=== WRITTEN INSTRUCTION 1 ===
Name every person mentioned in the mangrove article.
=== WRITTEN INSTRUCTION 2 ===
Please rewrite the entries from the line holding "Where can you see the carved" through the end of the entries, inclusive, and add 138 to each coordinate in the answers.

Environmental Funding For Guyana Must Cater for Mangroves Too

An aerial view of a mangrove forest along the Guyana coast.
Approximately 90 per cent of Guyana’s population lives on a
narrow coastline strip a half to one metre below sea level.
Courtesy: Ministry of the Presidency/OCC/Kojo McPherson

By Desmond Brown
GEORGETOWN, Mar 8 2019 (IPS)

For several decades, Guyana has been using mangroves to protect
its coasts against natural hazards, and the country believes its
mangrove forests should be included in programmes like the REDD+ of
United Nations, in order to access financing to continue their
restoration and maintenance, as they complement miles of seawalls
that help to prevent flooding.

In recent years, the seawall barriers, which have existed since
the Dutch occupation of Guyana, have been breeched by severe
storms. This resulted in significant flooding, a danger which
scientists predict could become more frequent with climate
change.

The seawalls must also be maintained, and this is at an enormous
cost for Guyana which has been spending an average of 14 million
dollars a year to maintain and strengthen the defences.

Joseph Harmon, Minister of State in the Ministry of the
President of Guyana, said given the importance of mangroves, they
should factor more in discussions about financing to help countries
build resilience to natural hazards and climate related risks.

“While we look at climate change, while we look at sustainable
livelihoods, we have a forest that is so inaccessible, but the
areas that are accessible are also threatened,” Harmon told
IPS.

“The fact that we’re on a low coastal plain, the issues of
environment and environmental funding must cater for mangroves as
well.”

=== INPUT MATERIAL ===

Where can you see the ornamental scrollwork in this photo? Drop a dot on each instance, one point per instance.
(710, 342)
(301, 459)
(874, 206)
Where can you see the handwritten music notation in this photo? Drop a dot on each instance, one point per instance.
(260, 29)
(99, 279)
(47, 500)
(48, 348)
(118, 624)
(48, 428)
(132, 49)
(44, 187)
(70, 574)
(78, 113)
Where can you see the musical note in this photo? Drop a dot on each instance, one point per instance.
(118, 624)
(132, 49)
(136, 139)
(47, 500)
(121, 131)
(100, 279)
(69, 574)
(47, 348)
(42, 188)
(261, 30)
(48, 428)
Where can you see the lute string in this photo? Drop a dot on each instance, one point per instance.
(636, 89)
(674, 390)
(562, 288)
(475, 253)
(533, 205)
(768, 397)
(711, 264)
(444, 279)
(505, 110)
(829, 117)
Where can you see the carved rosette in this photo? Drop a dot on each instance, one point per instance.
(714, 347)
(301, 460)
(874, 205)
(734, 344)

=== EXERCISE OUTPUT 1 ===
Kojo McPherson
Desmond Brown
Joseph Harmon

=== EXERCISE OUTPUT 2 ===
Where can you see the carved rosette in this photo? Drop a dot on each instance, one point per instance.
(852, 485)
(439, 598)
(1012, 343)
(872, 482)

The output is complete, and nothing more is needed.